### REQUIREMENTS
Shift the polygon vertex coordinates in the answers by adding 50 to each. Copy out the rows from the first line up to and including the line with "109], [222, 108]]", with the requests and their sample outlines unchanged and the pictures left out.

### SUPPLIED DATA
— BEGIN —
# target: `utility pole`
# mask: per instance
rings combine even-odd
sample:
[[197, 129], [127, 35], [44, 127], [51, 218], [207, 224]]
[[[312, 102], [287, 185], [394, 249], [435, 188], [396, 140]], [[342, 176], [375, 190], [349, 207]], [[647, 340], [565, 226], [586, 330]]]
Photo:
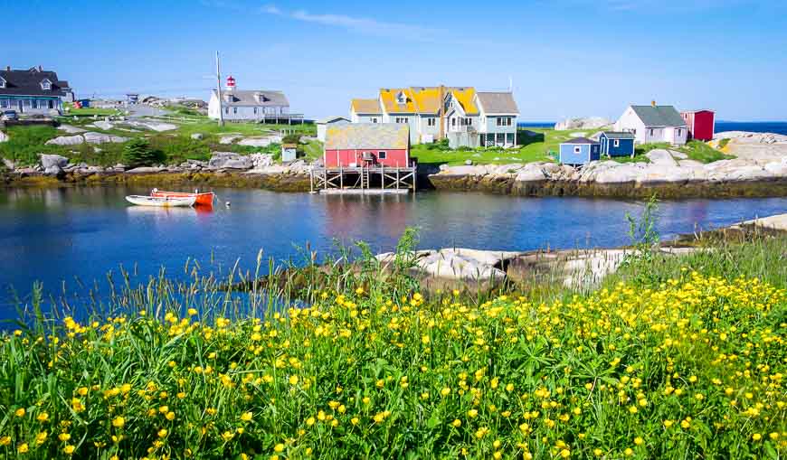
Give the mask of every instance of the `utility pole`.
[[222, 70], [219, 67], [219, 52], [216, 51], [216, 96], [219, 98], [219, 126], [224, 126], [224, 109], [222, 108]]

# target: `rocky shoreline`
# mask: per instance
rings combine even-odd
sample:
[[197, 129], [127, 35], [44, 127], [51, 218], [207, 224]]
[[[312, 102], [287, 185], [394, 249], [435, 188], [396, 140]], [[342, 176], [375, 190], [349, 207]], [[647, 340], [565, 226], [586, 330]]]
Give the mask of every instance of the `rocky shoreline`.
[[[517, 196], [610, 198], [725, 198], [787, 196], [787, 136], [720, 133], [719, 146], [734, 159], [702, 164], [672, 150], [650, 151], [648, 163], [605, 160], [574, 168], [555, 163], [461, 165], [422, 164], [422, 188]], [[716, 141], [717, 144], [719, 140]], [[272, 155], [214, 152], [209, 161], [128, 169], [72, 164], [60, 155], [41, 155], [36, 167], [0, 172], [0, 186], [144, 185], [263, 188], [309, 191], [310, 164], [275, 164]]]
[[648, 163], [592, 162], [441, 166], [429, 176], [438, 190], [481, 191], [520, 196], [661, 198], [787, 196], [787, 136], [719, 133], [733, 159], [703, 164], [681, 152], [655, 149]]

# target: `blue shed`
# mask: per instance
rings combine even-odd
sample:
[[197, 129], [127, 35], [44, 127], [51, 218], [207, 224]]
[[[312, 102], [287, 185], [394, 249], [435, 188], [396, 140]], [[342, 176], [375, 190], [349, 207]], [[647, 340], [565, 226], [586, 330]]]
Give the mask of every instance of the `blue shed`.
[[563, 164], [587, 164], [600, 158], [599, 143], [588, 138], [574, 137], [560, 145], [560, 163]]
[[634, 156], [634, 134], [603, 131], [599, 136], [602, 155], [607, 156]]

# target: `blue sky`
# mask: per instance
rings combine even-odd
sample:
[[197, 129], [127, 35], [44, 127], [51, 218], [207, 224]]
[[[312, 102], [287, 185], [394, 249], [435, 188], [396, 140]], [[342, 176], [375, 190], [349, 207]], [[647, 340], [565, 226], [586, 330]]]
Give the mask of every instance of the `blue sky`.
[[506, 89], [510, 78], [522, 120], [617, 117], [651, 99], [787, 119], [783, 1], [0, 0], [0, 65], [55, 70], [81, 97], [207, 99], [218, 49], [238, 88], [282, 89], [308, 117], [346, 114], [378, 88]]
— END —
### SOLUTION FOR THIS TASK
# target: `utility pole`
# mask: per instance
rings combine even-odd
sample:
[[197, 129], [127, 35], [44, 127], [51, 218], [207, 224]]
[[[312, 102], [287, 185], [394, 249], [435, 188], [396, 140]], [[342, 176], [375, 190], [349, 207]], [[647, 340], [565, 226], [586, 330]]]
Photo:
Give the mask of every instance of the `utility pole`.
[[272, 120], [269, 117], [269, 102], [266, 101], [266, 146], [269, 148], [269, 176], [274, 176], [274, 159], [272, 158]]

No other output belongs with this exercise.